# Directive
For the copy, please give all of the data again exactly and leave the pictures out.

# Coordinate annotation entries
····················

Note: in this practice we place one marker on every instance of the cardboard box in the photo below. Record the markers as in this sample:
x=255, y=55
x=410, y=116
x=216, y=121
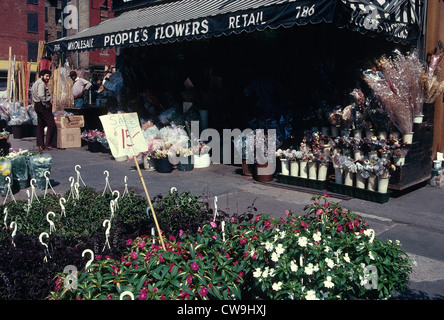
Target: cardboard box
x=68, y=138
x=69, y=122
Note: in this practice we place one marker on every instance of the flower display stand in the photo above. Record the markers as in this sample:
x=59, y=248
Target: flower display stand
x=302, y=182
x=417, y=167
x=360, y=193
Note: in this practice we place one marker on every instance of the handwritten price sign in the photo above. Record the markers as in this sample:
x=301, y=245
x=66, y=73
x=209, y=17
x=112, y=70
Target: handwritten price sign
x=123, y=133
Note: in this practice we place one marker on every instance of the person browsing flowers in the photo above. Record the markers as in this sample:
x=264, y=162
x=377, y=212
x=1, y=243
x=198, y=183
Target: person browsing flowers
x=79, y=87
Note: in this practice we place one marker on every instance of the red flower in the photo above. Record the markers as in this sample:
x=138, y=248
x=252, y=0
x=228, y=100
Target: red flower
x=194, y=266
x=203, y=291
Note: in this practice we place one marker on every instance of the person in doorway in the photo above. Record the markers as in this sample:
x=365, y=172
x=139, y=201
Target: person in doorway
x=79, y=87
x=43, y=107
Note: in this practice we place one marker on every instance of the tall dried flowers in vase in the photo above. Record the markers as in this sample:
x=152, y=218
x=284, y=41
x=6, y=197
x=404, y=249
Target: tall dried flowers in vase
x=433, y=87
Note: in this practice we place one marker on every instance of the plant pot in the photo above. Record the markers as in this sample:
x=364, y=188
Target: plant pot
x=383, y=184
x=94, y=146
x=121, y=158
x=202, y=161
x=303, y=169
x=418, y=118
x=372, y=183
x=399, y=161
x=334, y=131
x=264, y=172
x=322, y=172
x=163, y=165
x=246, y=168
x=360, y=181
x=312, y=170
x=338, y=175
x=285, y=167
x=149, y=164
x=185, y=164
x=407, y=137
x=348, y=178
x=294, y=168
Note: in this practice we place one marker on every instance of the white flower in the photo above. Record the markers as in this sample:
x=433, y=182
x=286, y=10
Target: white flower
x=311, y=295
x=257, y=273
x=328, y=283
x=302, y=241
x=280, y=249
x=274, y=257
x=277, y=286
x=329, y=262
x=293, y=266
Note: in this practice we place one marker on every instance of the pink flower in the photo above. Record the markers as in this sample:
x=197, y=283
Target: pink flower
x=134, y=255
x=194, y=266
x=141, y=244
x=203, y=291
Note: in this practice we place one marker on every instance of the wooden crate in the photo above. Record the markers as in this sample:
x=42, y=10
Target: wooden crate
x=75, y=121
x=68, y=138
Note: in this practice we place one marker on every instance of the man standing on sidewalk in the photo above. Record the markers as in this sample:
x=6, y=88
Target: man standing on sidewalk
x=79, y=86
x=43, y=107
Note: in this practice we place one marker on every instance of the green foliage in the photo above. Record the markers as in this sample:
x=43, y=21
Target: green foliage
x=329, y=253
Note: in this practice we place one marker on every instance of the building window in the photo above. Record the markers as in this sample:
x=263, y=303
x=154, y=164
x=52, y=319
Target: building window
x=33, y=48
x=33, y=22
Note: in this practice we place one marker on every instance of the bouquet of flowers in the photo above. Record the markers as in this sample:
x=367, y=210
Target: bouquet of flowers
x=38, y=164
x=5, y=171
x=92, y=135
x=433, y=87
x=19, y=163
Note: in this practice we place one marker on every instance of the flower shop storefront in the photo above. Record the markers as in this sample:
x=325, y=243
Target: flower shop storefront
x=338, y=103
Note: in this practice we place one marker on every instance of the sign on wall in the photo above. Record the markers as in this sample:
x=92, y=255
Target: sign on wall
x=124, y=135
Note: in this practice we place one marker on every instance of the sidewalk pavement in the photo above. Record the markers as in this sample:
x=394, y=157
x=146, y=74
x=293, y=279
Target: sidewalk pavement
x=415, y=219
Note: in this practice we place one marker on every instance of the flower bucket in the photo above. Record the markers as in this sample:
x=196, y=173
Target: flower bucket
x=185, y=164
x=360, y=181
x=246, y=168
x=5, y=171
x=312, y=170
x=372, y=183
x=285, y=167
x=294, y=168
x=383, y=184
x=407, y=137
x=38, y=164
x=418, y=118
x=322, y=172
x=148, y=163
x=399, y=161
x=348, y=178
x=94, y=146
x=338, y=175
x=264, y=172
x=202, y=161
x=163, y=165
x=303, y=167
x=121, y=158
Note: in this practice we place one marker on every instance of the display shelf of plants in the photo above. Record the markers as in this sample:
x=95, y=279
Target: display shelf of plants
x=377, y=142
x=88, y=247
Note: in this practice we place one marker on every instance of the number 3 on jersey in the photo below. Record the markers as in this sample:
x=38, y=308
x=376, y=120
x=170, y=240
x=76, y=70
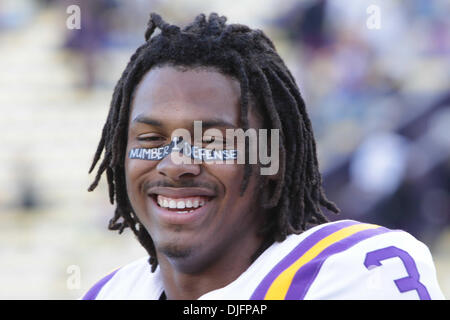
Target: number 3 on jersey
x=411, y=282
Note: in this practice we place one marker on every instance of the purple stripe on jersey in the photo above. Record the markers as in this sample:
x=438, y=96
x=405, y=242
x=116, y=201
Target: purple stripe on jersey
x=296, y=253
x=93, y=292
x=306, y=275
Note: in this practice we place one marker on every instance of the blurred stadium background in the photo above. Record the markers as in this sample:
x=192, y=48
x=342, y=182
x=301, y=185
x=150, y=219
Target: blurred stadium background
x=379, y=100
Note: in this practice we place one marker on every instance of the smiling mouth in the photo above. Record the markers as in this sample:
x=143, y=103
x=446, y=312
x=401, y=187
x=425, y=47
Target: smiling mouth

····················

# Task result
Note: in this practice we place one marker on every instance of the cardboard box in the photo below. Record the markers as in this sample:
x=255, y=55
x=410, y=116
x=216, y=121
Target: cardboard box
x=68, y=138
x=69, y=122
Note: in this practice we place one marker on every instance of the flower display stand in the photo above. Record the markers as in this sample:
x=59, y=248
Target: flower display stand
x=302, y=182
x=417, y=167
x=360, y=193
Note: in this practice we place one marker on every instance of the handwritten price sign in the photo above. Record the markers as in this sample:
x=301, y=245
x=66, y=73
x=209, y=17
x=112, y=70
Target: handwritten price sign
x=123, y=133
Note: in this practice we place one marker on every instance of the person browsing flowers in the photo above. Record the markers as in this sample:
x=264, y=162
x=377, y=212
x=1, y=243
x=198, y=183
Target: person browsing flowers
x=79, y=87
Note: in this practice we place one marker on every instance of the red flower in the photo above. Record the markers as in this sample:
x=138, y=248
x=252, y=0
x=228, y=100
Target: red flower
x=194, y=266
x=203, y=291
Note: in this practice we place one marker on every instance of the person in doorway in the photo above. Record the markers as in this sample:
x=365, y=172
x=139, y=201
Target: person in doorway
x=79, y=87
x=43, y=107
Note: in this practice we place one marker on every instance of the tall dried flowers in vase in the photo above. Record the markers as in this sample:
x=152, y=218
x=284, y=41
x=6, y=197
x=404, y=249
Target: tall dried flowers in vase
x=433, y=87
Note: in this practice we place one marker on every instance of the plant pot in the photo above. Record the markers as in this sample:
x=364, y=188
Target: plant pot
x=383, y=184
x=94, y=146
x=121, y=158
x=202, y=161
x=303, y=169
x=418, y=118
x=372, y=183
x=399, y=161
x=334, y=131
x=264, y=172
x=322, y=172
x=163, y=165
x=246, y=168
x=360, y=181
x=312, y=170
x=338, y=175
x=285, y=167
x=149, y=164
x=185, y=164
x=407, y=137
x=348, y=178
x=294, y=168
Note: in this practice we place one marker on every instance of the white flower in the photo above. Record the markers as in this sample:
x=433, y=182
x=286, y=10
Target: white flower
x=311, y=295
x=257, y=273
x=328, y=283
x=302, y=241
x=280, y=249
x=274, y=257
x=277, y=286
x=329, y=262
x=293, y=266
Note: in this practice we place one marker on every instance of the pink flower in the photo above. Record the markers as in this sample:
x=197, y=283
Target: pink flower
x=134, y=255
x=194, y=266
x=141, y=244
x=203, y=291
Note: in this practice we place one marker on every instance of the wooden crate in the photo above. Record the markers as in this sample:
x=42, y=10
Target: wooden crate
x=75, y=121
x=68, y=138
Note: in this practice we place one marker on every instance of the man standing on sidewalk in the photo above. Record the markers as in this sample:
x=6, y=88
Target: man standing on sidewalk
x=79, y=86
x=43, y=107
Note: in this practice we place one marker on every instance of the green foliage in the photo above. Record the markers as in this sample:
x=43, y=21
Target: green foliage
x=329, y=253
Note: in this practice we place one marker on every instance of the building window in the photo above. Record the markers as in this sample:
x=263, y=303
x=154, y=164
x=52, y=319
Target: building window
x=33, y=48
x=33, y=22
Note: in this practice we place one marker on every instance of the bouquet of flowers in the photo above. Record the markers as in this sample:
x=367, y=210
Target: bouquet of flowers
x=38, y=164
x=5, y=171
x=92, y=135
x=433, y=87
x=19, y=163
Note: in this practice we place one marker on every instance of the flower shop storefront in the photo above. Record the markers as in this sample:
x=325, y=243
Target: flower shop storefront
x=338, y=103
Note: in this practice we place one marker on every instance of the sign on wall in the photo above. Record the markers as in this sample:
x=92, y=255
Target: sign on wall
x=124, y=135
Note: in this practice we place one marker on every instance of the sidewalk pavement in the photo above. Record the markers as in this sample:
x=394, y=157
x=146, y=74
x=293, y=279
Target: sidewalk pavement
x=415, y=219
Note: in this practice we place one marker on every instance of the flower bucket in the photo above. Record the markers as in this sample:
x=196, y=173
Target: flower bucket
x=185, y=164
x=360, y=181
x=246, y=168
x=5, y=171
x=312, y=170
x=372, y=183
x=285, y=167
x=294, y=168
x=383, y=184
x=407, y=137
x=38, y=164
x=418, y=118
x=322, y=172
x=148, y=163
x=399, y=161
x=348, y=178
x=94, y=146
x=338, y=175
x=264, y=172
x=202, y=161
x=163, y=165
x=303, y=167
x=121, y=158
Note: in this practice we place one marker on every instance of the display shelf of plants in the photo above. Record the markers as in this sample:
x=95, y=279
Target: display shelf of plants
x=377, y=142
x=88, y=247
Note: in this practice we place one marker on every instance of the number 3 on jersey in the photo below. Record the markers as in this sample:
x=38, y=308
x=376, y=120
x=170, y=240
x=76, y=70
Target: number 3 on jersey
x=411, y=282
Note: in this practice we place one marker on every instance of the purple stripe on jersey in the photo above. Record the markers as in this sample:
x=438, y=96
x=405, y=242
x=116, y=201
Target: purple stripe on jersey
x=296, y=253
x=93, y=292
x=306, y=275
Note: in this practice we place one marker on every instance of the blurred stadium background in the photo above. Record the markers as in this sample:
x=192, y=48
x=342, y=182
x=301, y=185
x=150, y=219
Target: blurred stadium background
x=379, y=100
Note: in this practice we place one marker on every instance of the smiling mouth in the photo above. Record the markers as in this sample:
x=143, y=103
x=446, y=312
x=401, y=187
x=425, y=47
Target: smiling mouth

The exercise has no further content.